(Saved data entries)

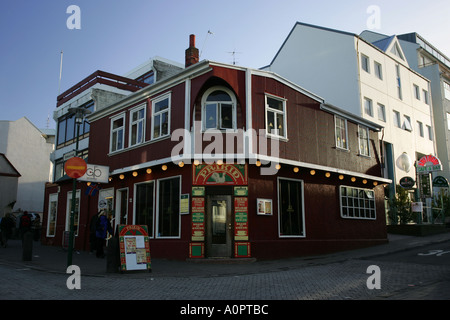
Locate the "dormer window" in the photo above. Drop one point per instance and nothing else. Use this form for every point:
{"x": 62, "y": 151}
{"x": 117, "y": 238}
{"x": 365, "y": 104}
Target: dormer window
{"x": 219, "y": 109}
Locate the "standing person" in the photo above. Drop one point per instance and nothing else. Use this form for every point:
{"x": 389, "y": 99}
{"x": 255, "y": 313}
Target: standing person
{"x": 6, "y": 226}
{"x": 24, "y": 224}
{"x": 103, "y": 227}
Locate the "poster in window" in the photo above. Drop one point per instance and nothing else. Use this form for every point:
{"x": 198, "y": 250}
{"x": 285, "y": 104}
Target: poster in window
{"x": 264, "y": 206}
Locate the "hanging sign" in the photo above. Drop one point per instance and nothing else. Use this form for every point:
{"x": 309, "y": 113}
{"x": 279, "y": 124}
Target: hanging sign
{"x": 220, "y": 174}
{"x": 428, "y": 164}
{"x": 134, "y": 248}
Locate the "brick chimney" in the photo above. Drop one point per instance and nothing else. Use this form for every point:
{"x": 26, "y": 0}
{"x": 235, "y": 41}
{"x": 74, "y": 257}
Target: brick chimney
{"x": 192, "y": 55}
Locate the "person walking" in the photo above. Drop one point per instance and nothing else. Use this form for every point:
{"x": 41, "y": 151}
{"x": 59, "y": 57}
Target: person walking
{"x": 103, "y": 227}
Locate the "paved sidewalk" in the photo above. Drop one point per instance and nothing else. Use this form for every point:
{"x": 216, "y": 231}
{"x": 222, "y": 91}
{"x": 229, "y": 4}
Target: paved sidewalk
{"x": 54, "y": 259}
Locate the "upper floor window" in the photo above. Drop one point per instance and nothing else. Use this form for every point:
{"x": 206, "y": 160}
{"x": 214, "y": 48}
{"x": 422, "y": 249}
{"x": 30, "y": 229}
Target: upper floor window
{"x": 160, "y": 117}
{"x": 219, "y": 109}
{"x": 363, "y": 138}
{"x": 276, "y": 116}
{"x": 341, "y": 132}
{"x": 117, "y": 133}
{"x": 137, "y": 125}
{"x": 365, "y": 63}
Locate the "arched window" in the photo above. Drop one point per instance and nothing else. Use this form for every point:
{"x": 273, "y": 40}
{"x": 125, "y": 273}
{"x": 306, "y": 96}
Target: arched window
{"x": 218, "y": 109}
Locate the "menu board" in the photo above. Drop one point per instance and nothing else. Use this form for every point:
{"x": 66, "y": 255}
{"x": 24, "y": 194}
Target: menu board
{"x": 134, "y": 248}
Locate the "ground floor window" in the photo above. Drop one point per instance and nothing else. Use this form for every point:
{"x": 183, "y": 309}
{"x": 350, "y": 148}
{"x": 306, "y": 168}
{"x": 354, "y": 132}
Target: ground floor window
{"x": 169, "y": 207}
{"x": 357, "y": 203}
{"x": 52, "y": 213}
{"x": 143, "y": 201}
{"x": 290, "y": 208}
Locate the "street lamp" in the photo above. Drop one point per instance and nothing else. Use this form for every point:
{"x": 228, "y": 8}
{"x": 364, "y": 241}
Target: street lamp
{"x": 79, "y": 114}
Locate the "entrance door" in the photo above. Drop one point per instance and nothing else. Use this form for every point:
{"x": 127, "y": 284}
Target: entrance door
{"x": 219, "y": 226}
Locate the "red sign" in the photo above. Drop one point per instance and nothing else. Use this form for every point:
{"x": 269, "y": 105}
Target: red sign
{"x": 75, "y": 167}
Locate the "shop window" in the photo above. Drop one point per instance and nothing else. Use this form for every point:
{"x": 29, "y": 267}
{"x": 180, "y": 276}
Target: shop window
{"x": 290, "y": 206}
{"x": 169, "y": 207}
{"x": 218, "y": 109}
{"x": 117, "y": 133}
{"x": 161, "y": 117}
{"x": 52, "y": 214}
{"x": 357, "y": 203}
{"x": 276, "y": 116}
{"x": 143, "y": 202}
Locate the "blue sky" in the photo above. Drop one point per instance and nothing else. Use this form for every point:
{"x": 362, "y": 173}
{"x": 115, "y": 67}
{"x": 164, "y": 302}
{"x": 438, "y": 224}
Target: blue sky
{"x": 116, "y": 36}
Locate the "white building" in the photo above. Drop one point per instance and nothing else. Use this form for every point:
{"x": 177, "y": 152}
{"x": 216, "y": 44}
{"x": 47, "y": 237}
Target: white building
{"x": 28, "y": 150}
{"x": 373, "y": 81}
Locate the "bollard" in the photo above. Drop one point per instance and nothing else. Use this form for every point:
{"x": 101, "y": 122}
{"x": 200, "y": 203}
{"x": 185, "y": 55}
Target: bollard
{"x": 27, "y": 246}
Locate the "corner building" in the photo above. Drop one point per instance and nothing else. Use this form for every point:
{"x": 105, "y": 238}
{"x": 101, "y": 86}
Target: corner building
{"x": 230, "y": 162}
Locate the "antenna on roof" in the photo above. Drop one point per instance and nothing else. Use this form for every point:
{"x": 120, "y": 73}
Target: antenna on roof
{"x": 233, "y": 53}
{"x": 207, "y": 34}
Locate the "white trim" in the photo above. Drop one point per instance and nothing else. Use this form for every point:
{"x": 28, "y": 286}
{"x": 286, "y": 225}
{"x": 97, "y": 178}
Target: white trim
{"x": 302, "y": 206}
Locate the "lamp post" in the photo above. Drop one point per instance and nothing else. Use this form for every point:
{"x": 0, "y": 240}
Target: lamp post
{"x": 79, "y": 114}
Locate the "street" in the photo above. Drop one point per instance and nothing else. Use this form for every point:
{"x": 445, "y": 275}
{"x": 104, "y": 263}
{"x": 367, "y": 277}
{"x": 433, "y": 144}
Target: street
{"x": 416, "y": 274}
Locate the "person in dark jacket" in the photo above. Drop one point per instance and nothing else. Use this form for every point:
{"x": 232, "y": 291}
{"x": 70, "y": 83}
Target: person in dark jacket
{"x": 103, "y": 227}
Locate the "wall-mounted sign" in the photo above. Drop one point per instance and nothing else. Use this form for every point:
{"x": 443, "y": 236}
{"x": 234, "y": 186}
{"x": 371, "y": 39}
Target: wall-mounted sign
{"x": 96, "y": 173}
{"x": 428, "y": 164}
{"x": 134, "y": 248}
{"x": 407, "y": 182}
{"x": 440, "y": 182}
{"x": 220, "y": 174}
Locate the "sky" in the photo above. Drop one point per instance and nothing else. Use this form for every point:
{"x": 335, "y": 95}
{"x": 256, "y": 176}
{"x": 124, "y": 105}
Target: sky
{"x": 117, "y": 35}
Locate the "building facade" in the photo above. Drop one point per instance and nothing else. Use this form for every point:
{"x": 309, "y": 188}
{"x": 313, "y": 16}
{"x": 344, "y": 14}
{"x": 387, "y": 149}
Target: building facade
{"x": 224, "y": 161}
{"x": 368, "y": 77}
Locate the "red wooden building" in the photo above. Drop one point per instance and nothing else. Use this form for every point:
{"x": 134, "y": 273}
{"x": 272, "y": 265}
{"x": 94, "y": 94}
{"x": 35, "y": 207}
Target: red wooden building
{"x": 225, "y": 161}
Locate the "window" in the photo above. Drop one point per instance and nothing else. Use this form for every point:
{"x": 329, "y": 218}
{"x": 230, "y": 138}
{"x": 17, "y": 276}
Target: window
{"x": 425, "y": 96}
{"x": 290, "y": 206}
{"x": 143, "y": 205}
{"x": 407, "y": 123}
{"x": 160, "y": 118}
{"x": 430, "y": 133}
{"x": 169, "y": 207}
{"x": 117, "y": 133}
{"x": 365, "y": 63}
{"x": 363, "y": 138}
{"x": 276, "y": 116}
{"x": 447, "y": 90}
{"x": 378, "y": 70}
{"x": 52, "y": 214}
{"x": 399, "y": 82}
{"x": 417, "y": 92}
{"x": 76, "y": 215}
{"x": 381, "y": 112}
{"x": 368, "y": 107}
{"x": 341, "y": 132}
{"x": 137, "y": 125}
{"x": 357, "y": 203}
{"x": 420, "y": 128}
{"x": 396, "y": 118}
{"x": 219, "y": 109}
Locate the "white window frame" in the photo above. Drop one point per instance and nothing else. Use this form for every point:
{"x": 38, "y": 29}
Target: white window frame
{"x": 366, "y": 139}
{"x": 365, "y": 63}
{"x": 219, "y": 108}
{"x": 359, "y": 202}
{"x": 118, "y": 131}
{"x": 276, "y": 112}
{"x": 302, "y": 196}
{"x": 160, "y": 113}
{"x": 139, "y": 124}
{"x": 338, "y": 127}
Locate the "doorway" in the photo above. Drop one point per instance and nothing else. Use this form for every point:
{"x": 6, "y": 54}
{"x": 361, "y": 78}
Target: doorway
{"x": 219, "y": 227}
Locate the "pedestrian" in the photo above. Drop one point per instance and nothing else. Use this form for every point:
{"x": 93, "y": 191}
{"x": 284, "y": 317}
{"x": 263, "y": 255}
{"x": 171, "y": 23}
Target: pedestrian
{"x": 103, "y": 227}
{"x": 24, "y": 224}
{"x": 6, "y": 226}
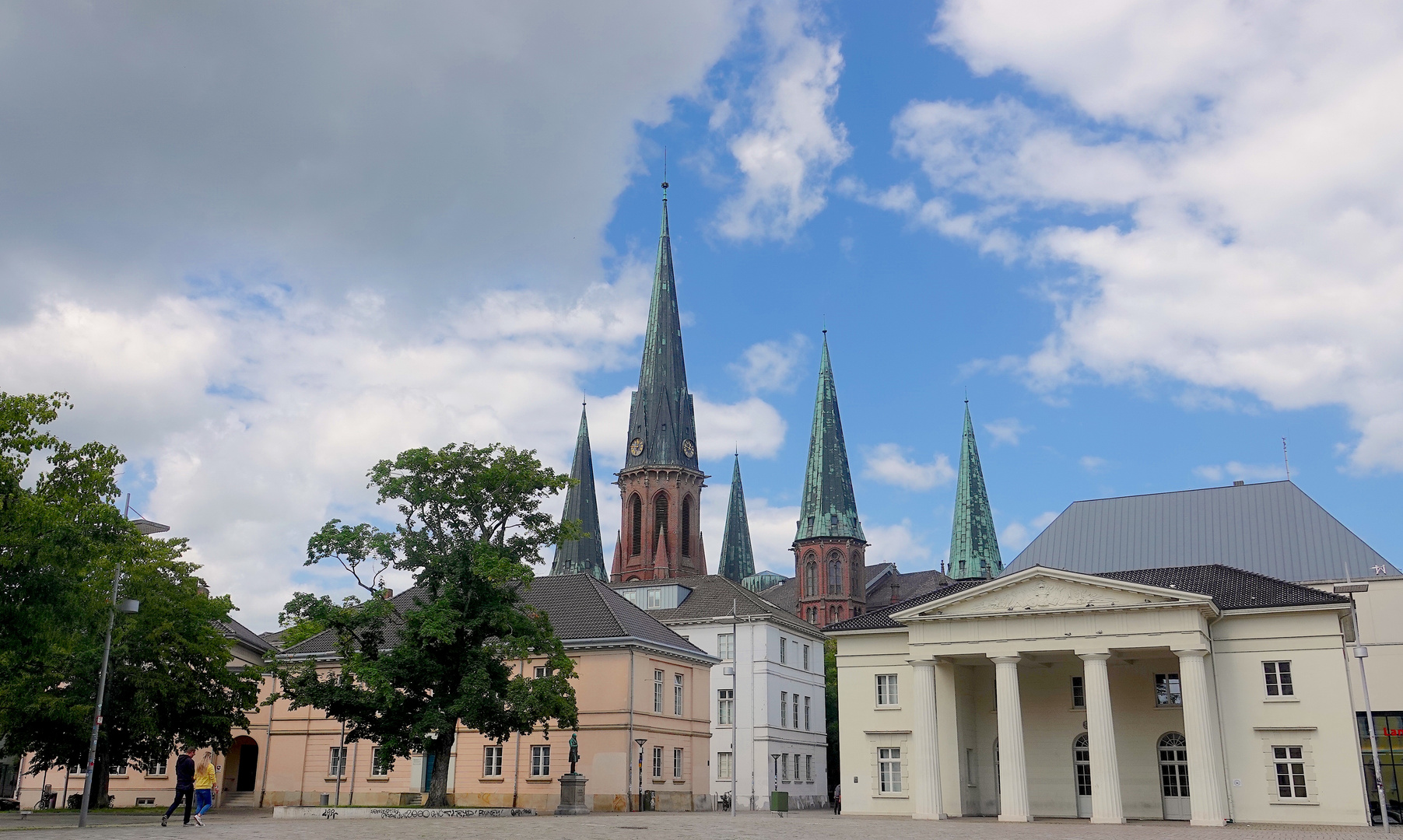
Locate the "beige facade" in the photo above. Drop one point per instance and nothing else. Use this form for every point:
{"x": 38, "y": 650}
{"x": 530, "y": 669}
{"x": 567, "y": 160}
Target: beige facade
{"x": 1053, "y": 693}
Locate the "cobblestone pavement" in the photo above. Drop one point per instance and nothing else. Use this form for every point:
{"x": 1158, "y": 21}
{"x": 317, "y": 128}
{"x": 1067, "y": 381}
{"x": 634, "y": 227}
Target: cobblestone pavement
{"x": 812, "y": 825}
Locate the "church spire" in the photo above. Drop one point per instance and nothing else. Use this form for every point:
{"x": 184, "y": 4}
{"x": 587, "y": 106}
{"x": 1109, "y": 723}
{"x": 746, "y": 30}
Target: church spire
{"x": 661, "y": 421}
{"x": 830, "y": 508}
{"x": 737, "y": 558}
{"x": 974, "y": 546}
{"x": 587, "y": 555}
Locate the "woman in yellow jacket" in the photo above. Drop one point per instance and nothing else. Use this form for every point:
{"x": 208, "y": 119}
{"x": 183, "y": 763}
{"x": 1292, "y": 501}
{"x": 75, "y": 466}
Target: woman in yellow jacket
{"x": 204, "y": 787}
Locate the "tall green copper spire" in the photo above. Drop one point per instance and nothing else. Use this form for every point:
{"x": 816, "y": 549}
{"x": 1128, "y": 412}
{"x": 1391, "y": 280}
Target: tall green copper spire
{"x": 584, "y": 555}
{"x": 737, "y": 557}
{"x": 830, "y": 508}
{"x": 974, "y": 546}
{"x": 662, "y": 428}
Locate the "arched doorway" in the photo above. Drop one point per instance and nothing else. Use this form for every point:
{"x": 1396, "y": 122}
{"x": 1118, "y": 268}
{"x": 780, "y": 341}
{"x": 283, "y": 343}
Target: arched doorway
{"x": 1082, "y": 770}
{"x": 1173, "y": 775}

Do this →
Find each line in the records above that contains the string "poster", and copy those lines out. Only matches with the same capitalization count.

Output of the task →
Locate the "poster in window" in the photo above. Drop one point per instance and nothing else. Use this form for every point:
Target: poster in window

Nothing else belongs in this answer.